Problem A: Reproduce the part of the book description on missionaries and the Dakota between "In fact, in" and "Illinois State University.", inclusive.
Problem B: Continue the book description on missionaries and the Dakota, starting right after its final sentence.

Passage provided:
Author Linda Clemmons

Minnesota Historical Society Press (April 15, 2014)

Contrasts the missionaries’ rhetoric with the reality of their work on the frontier to tell a complicated and fascinating story of cultural collision.

Description

From the mid-1830s to the 1860s, the missionaries sent to Minnesota by the American Board of Commissioners for Foreign Missions (ABCFM) wrote thousands of letters to their supervisors and supporters claiming success in converting the Dakota people. But author Linda M. Clemmons reveals that the reality of the situation was far more conflicted than what those written records would suggest.

In fact, in the rough Minnesota territory, missionaries often found themselves looking to the Dakota for support. The missionaries and their wives struggled to define what it meant to convert and “civilize” Dakota people. And, although many scholars depict missionaries as working hand in hand with the federal government, Clemmons reveals discord over the Dakota people’s treatment, especially after the U.S.–Dakota War of 1862, when many missionaries spoke out against exile.

The missionaries found that work with the Dakota was rarely as heroic, romantic, or successful as what they read about in the evangelical press, but, at the same time, they themselves painted a rosier picture of their own work.

Author information

Linda M. Clemmons is an associate professor of history at Illinois State University.

(Rows from an object pointing dataset)
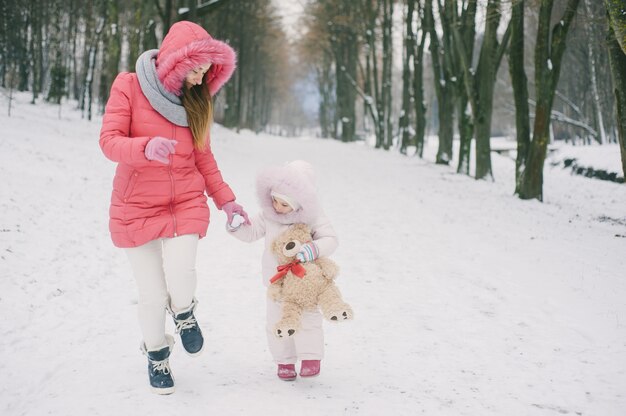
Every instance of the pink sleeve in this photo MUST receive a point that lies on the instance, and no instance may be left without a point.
(216, 188)
(115, 140)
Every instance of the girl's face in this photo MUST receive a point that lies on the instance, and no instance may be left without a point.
(280, 206)
(195, 76)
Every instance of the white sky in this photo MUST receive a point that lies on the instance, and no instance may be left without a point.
(468, 301)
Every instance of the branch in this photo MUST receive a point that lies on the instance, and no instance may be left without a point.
(502, 47)
(366, 98)
(570, 103)
(558, 116)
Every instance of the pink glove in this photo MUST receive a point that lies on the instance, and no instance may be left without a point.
(308, 252)
(159, 149)
(231, 208)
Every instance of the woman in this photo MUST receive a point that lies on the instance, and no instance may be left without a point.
(156, 127)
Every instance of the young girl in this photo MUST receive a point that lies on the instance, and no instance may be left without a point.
(156, 128)
(287, 195)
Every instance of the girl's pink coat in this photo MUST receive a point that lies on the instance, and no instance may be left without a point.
(151, 200)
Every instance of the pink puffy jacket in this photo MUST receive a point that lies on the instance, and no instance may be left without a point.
(152, 200)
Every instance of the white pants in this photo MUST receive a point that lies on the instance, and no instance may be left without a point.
(165, 272)
(306, 344)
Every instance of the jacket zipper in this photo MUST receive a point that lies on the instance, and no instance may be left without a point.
(172, 187)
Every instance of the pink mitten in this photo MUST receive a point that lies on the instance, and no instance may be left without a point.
(231, 208)
(308, 252)
(159, 149)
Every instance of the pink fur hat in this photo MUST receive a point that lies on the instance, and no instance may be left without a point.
(296, 180)
(187, 46)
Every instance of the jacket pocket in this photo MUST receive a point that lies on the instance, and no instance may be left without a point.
(130, 186)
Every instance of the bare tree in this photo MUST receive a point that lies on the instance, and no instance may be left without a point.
(549, 51)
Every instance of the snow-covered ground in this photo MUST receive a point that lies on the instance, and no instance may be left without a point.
(468, 301)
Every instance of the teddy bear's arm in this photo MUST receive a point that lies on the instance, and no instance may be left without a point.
(324, 236)
(330, 270)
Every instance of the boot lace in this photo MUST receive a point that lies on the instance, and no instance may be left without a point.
(161, 366)
(187, 323)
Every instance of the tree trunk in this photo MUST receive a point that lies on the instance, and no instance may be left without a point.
(418, 95)
(617, 58)
(443, 88)
(548, 55)
(467, 28)
(409, 49)
(387, 70)
(617, 18)
(520, 88)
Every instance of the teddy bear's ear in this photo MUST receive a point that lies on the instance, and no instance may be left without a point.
(302, 228)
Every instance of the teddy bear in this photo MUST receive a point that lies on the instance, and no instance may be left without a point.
(303, 286)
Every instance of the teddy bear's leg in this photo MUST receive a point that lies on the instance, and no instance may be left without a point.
(332, 305)
(290, 322)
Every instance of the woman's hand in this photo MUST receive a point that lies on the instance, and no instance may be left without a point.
(231, 208)
(159, 149)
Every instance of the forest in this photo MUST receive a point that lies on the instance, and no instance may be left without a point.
(535, 71)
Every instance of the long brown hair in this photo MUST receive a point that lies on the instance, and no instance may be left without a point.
(198, 105)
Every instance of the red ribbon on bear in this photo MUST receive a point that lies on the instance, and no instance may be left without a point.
(294, 267)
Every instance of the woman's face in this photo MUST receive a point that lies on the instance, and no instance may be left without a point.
(195, 76)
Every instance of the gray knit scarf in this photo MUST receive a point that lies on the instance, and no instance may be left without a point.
(163, 101)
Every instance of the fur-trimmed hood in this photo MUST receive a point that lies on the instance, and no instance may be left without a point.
(296, 180)
(187, 46)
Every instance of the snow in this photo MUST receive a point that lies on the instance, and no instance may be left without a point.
(468, 301)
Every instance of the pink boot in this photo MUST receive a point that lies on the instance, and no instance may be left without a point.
(287, 372)
(310, 368)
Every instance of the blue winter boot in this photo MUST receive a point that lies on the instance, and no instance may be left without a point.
(161, 379)
(188, 328)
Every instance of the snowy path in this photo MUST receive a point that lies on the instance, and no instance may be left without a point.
(468, 301)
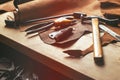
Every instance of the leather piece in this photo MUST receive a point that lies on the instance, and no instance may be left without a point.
(105, 40)
(80, 29)
(110, 8)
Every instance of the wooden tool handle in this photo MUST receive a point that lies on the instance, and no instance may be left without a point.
(96, 39)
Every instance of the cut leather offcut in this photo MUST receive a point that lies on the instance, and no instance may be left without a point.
(110, 8)
(105, 40)
(79, 30)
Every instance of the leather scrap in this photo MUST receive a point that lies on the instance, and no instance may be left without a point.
(110, 8)
(105, 40)
(80, 29)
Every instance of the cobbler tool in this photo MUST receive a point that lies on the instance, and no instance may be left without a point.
(59, 23)
(112, 33)
(14, 23)
(61, 34)
(98, 53)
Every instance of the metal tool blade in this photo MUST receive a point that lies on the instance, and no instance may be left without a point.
(111, 32)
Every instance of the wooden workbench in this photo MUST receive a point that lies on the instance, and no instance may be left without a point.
(82, 68)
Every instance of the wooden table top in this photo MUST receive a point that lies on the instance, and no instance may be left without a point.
(53, 57)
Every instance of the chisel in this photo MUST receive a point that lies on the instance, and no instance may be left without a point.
(98, 53)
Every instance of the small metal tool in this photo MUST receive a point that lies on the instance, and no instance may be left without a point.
(112, 33)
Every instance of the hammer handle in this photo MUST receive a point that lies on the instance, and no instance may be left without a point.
(96, 39)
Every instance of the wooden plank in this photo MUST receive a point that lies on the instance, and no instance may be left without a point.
(53, 57)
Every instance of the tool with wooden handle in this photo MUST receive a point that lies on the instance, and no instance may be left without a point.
(98, 53)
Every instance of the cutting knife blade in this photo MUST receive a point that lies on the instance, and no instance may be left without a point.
(111, 32)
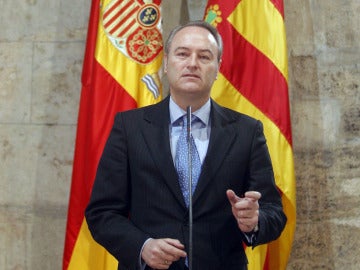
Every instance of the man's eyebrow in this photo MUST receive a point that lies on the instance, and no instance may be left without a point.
(187, 49)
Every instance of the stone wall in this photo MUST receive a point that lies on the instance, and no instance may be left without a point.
(41, 54)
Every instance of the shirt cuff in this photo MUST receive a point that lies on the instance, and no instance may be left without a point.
(142, 264)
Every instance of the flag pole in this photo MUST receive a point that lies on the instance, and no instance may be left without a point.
(190, 255)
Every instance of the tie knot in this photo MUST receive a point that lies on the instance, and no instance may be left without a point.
(182, 121)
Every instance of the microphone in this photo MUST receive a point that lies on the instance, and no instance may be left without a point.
(190, 255)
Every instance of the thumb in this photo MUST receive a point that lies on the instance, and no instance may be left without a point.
(232, 197)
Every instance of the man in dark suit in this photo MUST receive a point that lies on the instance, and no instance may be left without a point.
(138, 210)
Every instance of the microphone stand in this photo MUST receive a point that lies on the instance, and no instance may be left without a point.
(190, 255)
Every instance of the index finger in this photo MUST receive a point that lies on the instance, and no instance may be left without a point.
(254, 195)
(232, 197)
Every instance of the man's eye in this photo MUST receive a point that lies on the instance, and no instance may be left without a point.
(205, 57)
(181, 54)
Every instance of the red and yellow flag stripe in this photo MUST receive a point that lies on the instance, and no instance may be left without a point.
(253, 80)
(118, 75)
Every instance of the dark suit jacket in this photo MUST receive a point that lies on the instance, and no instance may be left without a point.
(136, 194)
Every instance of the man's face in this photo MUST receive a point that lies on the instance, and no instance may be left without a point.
(191, 64)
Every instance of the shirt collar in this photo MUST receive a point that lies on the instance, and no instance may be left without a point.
(176, 112)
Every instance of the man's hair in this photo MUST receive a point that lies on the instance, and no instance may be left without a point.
(202, 24)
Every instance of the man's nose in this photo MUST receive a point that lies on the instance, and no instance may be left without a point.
(193, 61)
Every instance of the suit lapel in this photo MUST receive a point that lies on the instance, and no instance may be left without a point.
(155, 131)
(222, 137)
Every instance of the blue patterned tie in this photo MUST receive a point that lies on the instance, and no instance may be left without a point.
(182, 163)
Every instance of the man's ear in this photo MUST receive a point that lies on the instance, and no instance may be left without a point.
(165, 63)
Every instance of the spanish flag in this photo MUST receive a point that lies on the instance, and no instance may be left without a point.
(121, 68)
(253, 79)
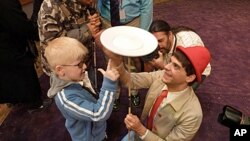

Exercise result A:
In fact, in the rough Minnesota territory, missionaries often found themselves looking to the Dakota for support. The missionaries and their wives struggled to define what it meant to convert and “civilize” Dakota people. And, although many scholars depict missionaries as working hand in hand with the federal government, Clemmons reveals discord over the Dakota people’s treatment, especially after the U.S.–Dakota War of 1862, when many missionaries spoke out against exile.

The missionaries found that work with the Dakota was rarely as heroic, romantic, or successful as what they read about in the evangelical press, but, at the same time, they themselves painted a rosier picture of their own work.

Author information

Linda M. Clemmons is an associate professor of history at Illinois State University.

Exercise result B:
Reviews and news

Advance Praise:

“In her clear and straightforward account of the missionaries to the Dakota people, Linda Clemmons hits on key concepts and issues that we as Dakota people often speak about, as well as things that our elders have told us for years. Because she allows the missionaries’ story to unfold through many of their own letters and reports, I found myself able to extract information that spoke to me in very personal ways. This book left me with a new appreciation of the missionaries as people and a greater awareness of the role they played in the history of my Dakota people. It was a great pleasure to read.”
Tamara St. John, Archivist, Sisseton-Wahpeton Oyate

“Clemmons powerfully conveys the conflicts facing men and especially women of the American Board as they struggled to Christianize Dakota Indians of Minnesota in the decades before and immediately after the war of 1862. State and federal government demands, the increasing white settler presence, missionary interpersonal friction, along with interference from remote headquarters—all produced endless challenges. Clemmons also demonstrates how the diverse and manipulative responses of Dakotas ironically forced missionary adaptation to Indian reality. Complexity and conflict communicated with great clarity.”
Michael C. Coleman, author of Presbyterian Missionary Attitudes Toward American Indians, 1837–1893

“Linda Clemmons’s telling account makes clear that whether advocates for Christ, the Dakotas, or both, missionaries of the ABCFM in Minnesota from the 1830s through the 1860s labored in highly contested ground. She convincingly portrays how amid disputes on all fronts, the missionaries’ encounter with the Dakotas changed them as much, and perhaps more, than the native peoples.”
Richard W. Pointer, author of Encounters of the Spirit: Native Americans and European Colonial Religion


  • This title is also available at your favorite e-book vendor.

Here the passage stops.